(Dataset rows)
****************

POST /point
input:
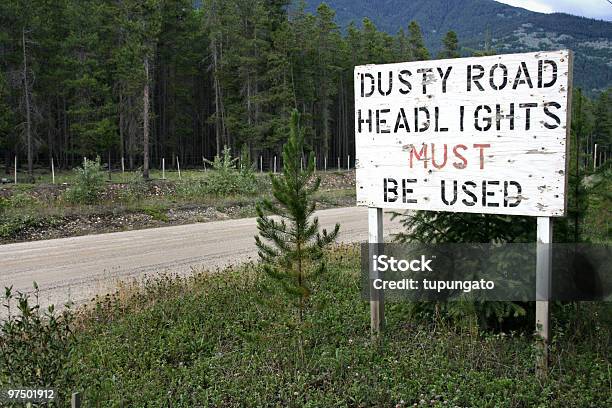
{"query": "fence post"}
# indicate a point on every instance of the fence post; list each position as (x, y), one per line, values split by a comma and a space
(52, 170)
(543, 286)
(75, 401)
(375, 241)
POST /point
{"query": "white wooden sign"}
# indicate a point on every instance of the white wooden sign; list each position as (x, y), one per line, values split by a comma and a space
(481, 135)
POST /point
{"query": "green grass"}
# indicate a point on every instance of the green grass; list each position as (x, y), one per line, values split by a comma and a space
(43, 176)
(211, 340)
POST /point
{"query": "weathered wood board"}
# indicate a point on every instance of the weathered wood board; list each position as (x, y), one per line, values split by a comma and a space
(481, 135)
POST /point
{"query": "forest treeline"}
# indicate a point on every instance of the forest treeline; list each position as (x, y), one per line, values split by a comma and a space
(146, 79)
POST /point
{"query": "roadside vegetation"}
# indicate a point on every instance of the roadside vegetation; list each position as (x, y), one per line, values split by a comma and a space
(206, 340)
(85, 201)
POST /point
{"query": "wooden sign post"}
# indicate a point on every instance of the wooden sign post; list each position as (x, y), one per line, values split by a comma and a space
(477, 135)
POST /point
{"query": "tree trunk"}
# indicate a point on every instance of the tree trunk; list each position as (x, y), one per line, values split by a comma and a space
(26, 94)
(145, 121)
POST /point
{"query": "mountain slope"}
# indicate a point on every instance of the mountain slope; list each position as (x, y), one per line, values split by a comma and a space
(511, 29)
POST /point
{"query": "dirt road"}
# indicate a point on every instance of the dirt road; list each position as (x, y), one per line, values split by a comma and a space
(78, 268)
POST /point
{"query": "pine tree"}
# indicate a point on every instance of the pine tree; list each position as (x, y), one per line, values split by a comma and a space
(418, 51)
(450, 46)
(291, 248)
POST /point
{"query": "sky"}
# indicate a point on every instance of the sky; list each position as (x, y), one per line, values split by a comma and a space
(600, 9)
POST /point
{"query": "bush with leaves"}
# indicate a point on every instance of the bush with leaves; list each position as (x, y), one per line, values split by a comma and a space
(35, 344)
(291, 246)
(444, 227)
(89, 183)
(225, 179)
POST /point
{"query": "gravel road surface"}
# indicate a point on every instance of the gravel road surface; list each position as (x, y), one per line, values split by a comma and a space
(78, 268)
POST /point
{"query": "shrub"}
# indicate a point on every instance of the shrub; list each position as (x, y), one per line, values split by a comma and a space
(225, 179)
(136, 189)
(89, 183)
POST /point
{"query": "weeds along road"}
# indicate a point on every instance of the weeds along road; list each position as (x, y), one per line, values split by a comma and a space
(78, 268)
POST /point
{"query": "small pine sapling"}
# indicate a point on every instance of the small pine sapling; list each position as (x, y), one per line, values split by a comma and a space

****************

# Problem to solve
Without the pictures, extract every entry verbatim.

# Output
POST /point
input:
{"query": "fence post"}
# indicate a point on every instance of the fence post; list each position as (x, y), one per line, values split by a comma and a space
(52, 170)
(543, 286)
(75, 401)
(375, 241)
POST /point
{"query": "white wooden sign"}
# indicate a point on every instance of the white wooden sign; list each position as (x, y), one per line, values split by a comma and a space
(481, 135)
POST /point
{"query": "green grass"}
# indicate a point on every instance of the green grass; list each position as (x, y), one per line, values split by a comma and a space
(43, 176)
(211, 340)
POST /point
{"query": "weathered wood board"}
# indicate a point on every instance of the weathered wood board; list each position as (x, y), one per line, values split by a comma and a space
(481, 135)
POST /point
{"query": "forest treeline"}
# indicate a point on every instance of the forest treeline; list each position as (x, y), one per line, values split by a comma and a space
(146, 79)
POST /point
{"query": "roadside vegetation"}
# indicate a point on every instance of the roadside vegetation; list each position as (x, y), one per line, values split by a comma and a space
(206, 340)
(85, 201)
POST /point
{"query": "wooden sign post"}
# indicate a point on every instance of the wooden sign post; list each position as (x, y), one per line, values split by a comma and a space
(477, 135)
POST /point
{"query": "tree trunk"}
# indicate a point on every instance of the tree trunk; list each position as (x, y), one per line, values split by a comma and a space
(26, 94)
(145, 121)
POST /point
{"query": "mountain slope"}
# indicate a point on every instance of the mountain slope; list each position as (x, y), one per line, values split by a comma and a space
(511, 29)
POST /point
{"query": "dirt road"}
# indicate a point on every instance of the dirt road; list each position as (x, y), one per line, values split by a comma and a space
(78, 268)
POST /point
{"query": "pine tree"}
# indicate a point on every instance of the pine tree; list each position as (x, y), one per line, values split by a comma and a space
(418, 51)
(450, 46)
(291, 248)
POST /point
{"query": "sky"}
# indicate a point on every instance of the sky; list each position as (x, y), one per line, values split by a comma and a space
(600, 9)
POST /point
{"query": "bush with leaves"}
# indicate a point on every instance of the bush with leaves; list each position as (x, y), one per line, values split by a comma and a space
(35, 344)
(291, 246)
(444, 227)
(89, 183)
(225, 179)
POST /point
{"query": "gravel road surface"}
# indicate a point on every instance of the gravel road surface; list each position as (x, y), one per line, values split by a comma and a space
(78, 268)
POST /point
{"query": "shrub"}
# indicate a point on every instance of the shrub; list each position as (x, y), one per line, values split by a comma and a space
(225, 179)
(136, 189)
(89, 183)
POST /point
{"query": "weeds along road"}
# indicate a point on every instance of the weeds along road; list each position as (x, y), one per line, values split by a comma and a space
(78, 268)
POST /point
{"query": "small pine sapling"}
# indicate a point on every instance of the small pine sapling; list each position as (x, y), one per line, values split by a comma and a space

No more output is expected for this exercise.